What you will do:
Exactly the lines from the one with "One point belongs on each instance of the brown" to the end of the entries should appear in your answer, retyped word for word.

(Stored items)
***

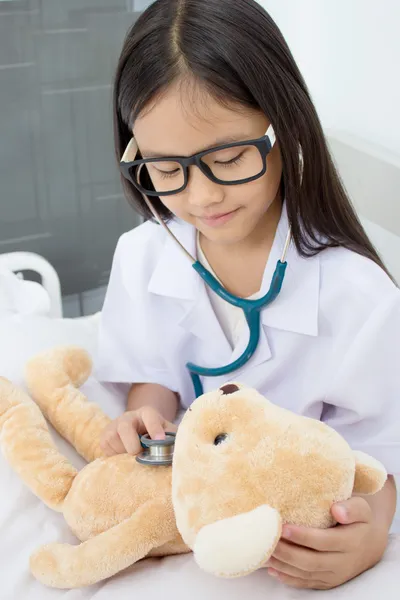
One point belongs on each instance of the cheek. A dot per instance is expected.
(176, 204)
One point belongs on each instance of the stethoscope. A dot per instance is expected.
(160, 451)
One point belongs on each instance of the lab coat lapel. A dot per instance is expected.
(296, 307)
(175, 277)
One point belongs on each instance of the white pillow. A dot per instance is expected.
(20, 297)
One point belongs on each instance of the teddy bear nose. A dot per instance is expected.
(229, 388)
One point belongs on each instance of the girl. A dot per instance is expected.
(217, 137)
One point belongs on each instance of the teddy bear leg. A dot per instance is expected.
(65, 566)
(370, 474)
(238, 545)
(27, 445)
(53, 378)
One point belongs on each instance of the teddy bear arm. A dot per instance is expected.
(370, 475)
(238, 545)
(53, 378)
(28, 447)
(65, 566)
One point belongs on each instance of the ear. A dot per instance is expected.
(238, 545)
(370, 474)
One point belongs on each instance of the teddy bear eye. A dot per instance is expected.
(220, 439)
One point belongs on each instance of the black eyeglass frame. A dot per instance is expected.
(263, 144)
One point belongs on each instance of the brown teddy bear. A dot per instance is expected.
(241, 468)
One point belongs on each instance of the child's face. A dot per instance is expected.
(185, 121)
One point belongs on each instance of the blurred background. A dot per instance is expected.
(60, 194)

***

Answer for the task:
One point belongs on each instance of the brown teddy bear. A dot per instance is expected.
(241, 468)
One point belongs on each instance of the child's face. A dot per instance is expected.
(185, 121)
One point belongs on each instance of the blurred background. A dot per instance is expected.
(60, 194)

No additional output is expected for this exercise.